Records excerpted from a collection:

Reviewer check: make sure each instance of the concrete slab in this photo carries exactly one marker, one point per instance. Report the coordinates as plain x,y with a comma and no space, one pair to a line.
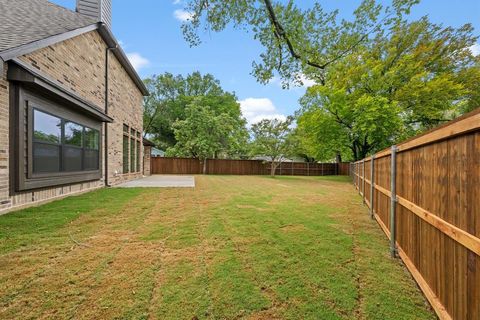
160,181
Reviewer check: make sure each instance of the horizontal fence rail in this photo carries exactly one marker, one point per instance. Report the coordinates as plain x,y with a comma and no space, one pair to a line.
425,195
161,165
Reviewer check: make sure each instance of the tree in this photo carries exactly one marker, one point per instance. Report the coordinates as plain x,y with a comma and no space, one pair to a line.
169,97
205,133
297,41
271,138
390,88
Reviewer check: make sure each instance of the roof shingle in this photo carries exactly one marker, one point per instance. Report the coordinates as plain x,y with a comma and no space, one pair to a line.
26,21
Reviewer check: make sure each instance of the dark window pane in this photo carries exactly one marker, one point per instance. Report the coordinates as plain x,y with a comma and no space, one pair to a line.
46,158
132,155
72,159
125,154
46,127
73,134
138,156
91,160
92,139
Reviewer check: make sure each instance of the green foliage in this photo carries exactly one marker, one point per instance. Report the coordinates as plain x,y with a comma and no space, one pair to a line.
296,41
381,77
390,88
272,139
169,100
209,133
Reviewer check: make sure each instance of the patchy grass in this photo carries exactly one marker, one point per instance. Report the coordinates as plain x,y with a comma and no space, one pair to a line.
234,247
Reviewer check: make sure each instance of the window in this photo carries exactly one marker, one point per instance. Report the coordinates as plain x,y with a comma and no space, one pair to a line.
138,155
92,147
56,135
132,155
126,167
131,149
61,145
47,134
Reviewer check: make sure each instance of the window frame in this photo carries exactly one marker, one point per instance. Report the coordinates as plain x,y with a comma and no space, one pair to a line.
134,138
26,179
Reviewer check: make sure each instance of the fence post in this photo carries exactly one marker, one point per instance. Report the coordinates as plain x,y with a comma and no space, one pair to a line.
364,182
357,171
393,201
372,186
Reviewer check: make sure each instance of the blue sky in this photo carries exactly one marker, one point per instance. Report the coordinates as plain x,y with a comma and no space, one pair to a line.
149,31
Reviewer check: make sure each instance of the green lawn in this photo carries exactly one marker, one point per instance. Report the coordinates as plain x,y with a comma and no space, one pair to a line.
232,248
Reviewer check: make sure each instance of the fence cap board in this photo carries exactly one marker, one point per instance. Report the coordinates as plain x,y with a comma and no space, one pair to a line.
461,125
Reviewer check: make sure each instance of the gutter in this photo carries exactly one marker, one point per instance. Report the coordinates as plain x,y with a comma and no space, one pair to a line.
107,51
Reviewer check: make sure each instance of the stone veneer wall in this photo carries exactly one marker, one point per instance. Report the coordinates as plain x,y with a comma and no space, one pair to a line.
79,65
147,156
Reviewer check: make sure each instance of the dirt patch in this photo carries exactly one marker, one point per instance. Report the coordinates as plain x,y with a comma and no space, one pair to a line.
293,228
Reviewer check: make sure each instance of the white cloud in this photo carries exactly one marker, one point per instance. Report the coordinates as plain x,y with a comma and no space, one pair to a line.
475,49
137,61
182,15
256,109
306,82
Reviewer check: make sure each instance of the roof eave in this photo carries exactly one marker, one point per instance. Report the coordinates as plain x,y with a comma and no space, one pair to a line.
104,32
39,44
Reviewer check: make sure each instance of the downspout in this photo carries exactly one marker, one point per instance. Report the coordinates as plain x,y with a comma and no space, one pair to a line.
107,51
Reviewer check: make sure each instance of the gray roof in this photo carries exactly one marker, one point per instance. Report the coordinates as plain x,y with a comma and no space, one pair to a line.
28,25
26,21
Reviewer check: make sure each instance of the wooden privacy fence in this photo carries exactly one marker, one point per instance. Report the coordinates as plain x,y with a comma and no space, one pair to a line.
425,195
160,165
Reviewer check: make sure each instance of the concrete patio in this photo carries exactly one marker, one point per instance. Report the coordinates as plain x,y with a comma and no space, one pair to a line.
161,181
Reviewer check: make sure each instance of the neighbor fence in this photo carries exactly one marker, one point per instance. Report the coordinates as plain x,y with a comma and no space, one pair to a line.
161,165
425,195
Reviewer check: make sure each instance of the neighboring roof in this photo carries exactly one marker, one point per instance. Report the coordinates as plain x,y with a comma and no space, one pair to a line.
26,21
157,152
29,25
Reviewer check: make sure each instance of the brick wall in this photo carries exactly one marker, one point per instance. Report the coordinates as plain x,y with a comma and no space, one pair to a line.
146,160
4,136
79,65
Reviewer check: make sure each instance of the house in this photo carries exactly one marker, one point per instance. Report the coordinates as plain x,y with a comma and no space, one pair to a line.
70,102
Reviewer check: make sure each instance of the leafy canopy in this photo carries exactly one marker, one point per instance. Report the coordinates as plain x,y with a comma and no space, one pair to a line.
391,87
271,138
296,41
173,101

Exercise: Print every record above exactly, with no pictures.

Answer section:
Reviewer check: make sure each instance of the concrete slab in this photo carries exactly one marker, one point per instance. Report the coordinates as plain x,y with a comma and no space, one pair to a line.
160,181
Reviewer check: make sure each instance of the horizontal fence rail in this photo carries exactly one marker, one point per instance. Report the coordinates as plain x,y with a comma and no space, one pair to a line.
425,195
161,165
Reviewer check: make sure each instance of the tree in this photo carries exactly one marker, one point per instance. Report the coordinates as plain x,y with a comma and no space, one pair to a line.
169,97
205,133
297,41
271,138
390,88
Reviewer check: make sure each instance of the roof shingle in this photo carries exactly one marker, one point per instance. Report the coordinates as plain x,y with a comma and no space, one pair to a line.
26,21
Reviewer check: make sure each instance of the dark window pane in this photo carries exactly one marker, one point per instance. Report the coordinates as plain x,y with a comma and no space, one pair to a line.
46,158
132,155
72,159
125,154
46,127
73,134
138,156
91,160
92,139
Reviewer check: make sure each instance of the green foliage in this photo carries exactly one marker, one point per instance. Report the coordinates as plain x,y with a comma and no space, one pair to a line.
296,41
381,77
390,88
272,139
169,100
209,133
Reviewer check: make sure each instance of the patchy grass in this photo carries exactly one marker, one point per instance. Report the coordinates as plain x,y with a comma and no space, one pair to a line.
234,247
Reviewer check: make sure each instance of the window in this photo carries exactly one marker, one point per instance. Report the coordinates as plain x,y with a comma and no space, one pair to a line.
138,155
92,147
56,135
132,155
126,167
131,149
61,145
47,134
Reviewer check: make sure each instance of the window frame in this photo carries exactly one marker, one point per instance. Report the coordinates as plain x,y with a comma and no space, one pair to a line.
134,138
26,179
Reviewer check: make sure each instance of the fence post in this photo carries exactly one marker, one point per instance. Report the coordinates as plain x,y with a comma and no space, one pair to a line.
364,182
357,171
393,201
372,186
Reviewer check: make sure each instance of the blue sky in this photo carries exactly one marker, one point per instance. Report the coordinates as plain x,y with a comma and no space, one pair to a line.
149,31
Reviewer check: make sure each instance of the green lawn in this photo carries exactly one marker, one point per instance. Report the coordinates as plain x,y with a comma and no space, one pair to a line.
232,248
Reviewer check: make sure each instance of the fence cap board in this photo carries exactly one marker, one point per instance. Report the coordinates as plain x,y with a comma and no space, one pair to a line.
461,125
Reviewer check: make sure each instance of the gutter in this photo carries exactly one marker, one point per instance. Report the coordinates as plain x,y with a comma and no space, one pair to a line.
107,51
Reviewer check: make sure each instance of the stone veneer wall in this photo carries exactly one marker, one point per instance. Report the coordinates as plain x,y with a comma and no space, one pair to a line.
79,65
147,156
Reviewer check: make sure each instance of the dirt patch in this photo carries exactly one marker, one point per instance. Report the coordinates as plain x,y with a comma and no space, one pair to a line.
293,228
Reviewer check: make sure each instance of the white cloud in this photo carries exactly one marker, one point per instance. Report the coordinates as plain x,y with a comma and no space, one pair to a line.
475,49
137,61
182,15
256,109
306,82
Reviewer check: make sure each instance of the roof eave in this photo carries exactly one marker, one point per instance. Report the coordinates as plain x,y with a comma and no space, one pair to a line.
104,32
39,44
Reviewer check: make sure each instance of the downspout in this photo carries exactly one marker, one point per instance. Report the coordinates as plain x,y with a comma and no space, one pair to a line.
107,51
Reviewer check: make sure each instance of the gray roof in this photo carries exactly one marker, one point per instance. Report the coordinates as plain x,y with a comma and no space, one pair to a line.
28,25
26,21
Reviewer check: make sure each instance of the wooden privacy fence in this photo carries exactly one marker, one point per instance. Report the coordinates as plain x,y with a comma and no space, one pair to a line.
425,195
160,165
Reviewer check: make sure each instance of the concrete patio in this photo carries exactly one marker, one point per instance. Report the coordinates as plain x,y with a comma and no space, one pair to a line.
161,181
Reviewer check: make sure each instance of the neighbor fence in this photo carries exactly one marker, one point per instance. Report the coordinates as plain x,y with a comma and no space, one pair to a line.
161,165
425,195
Reviewer check: make sure each instance of the neighboring roof in this photo carries exactly one marker, one point per instance. Report the coordinates as plain x,y with a comma and no space, one pair to a line.
26,21
157,152
29,25
Reviewer check: make sure each instance of the brick wall in this photo carries exactly one marker, one point per instance. Report the coordinates as plain x,y with a comma and no space, one pair to a line.
146,160
4,136
79,65
Reviewer check: make sure each instance of the house in this photo carries exactly one marker, one point per instance. Report the coordinates as plain x,y with a comma and no space, one pair to a line.
70,102
Reviewer check: make sure each instance of the leafy canopy in this photo carries exactly one marker, one point per instance. Report the coordinates as plain x,y with a comma and no space, one pair to a line.
391,87
271,138
296,41
173,101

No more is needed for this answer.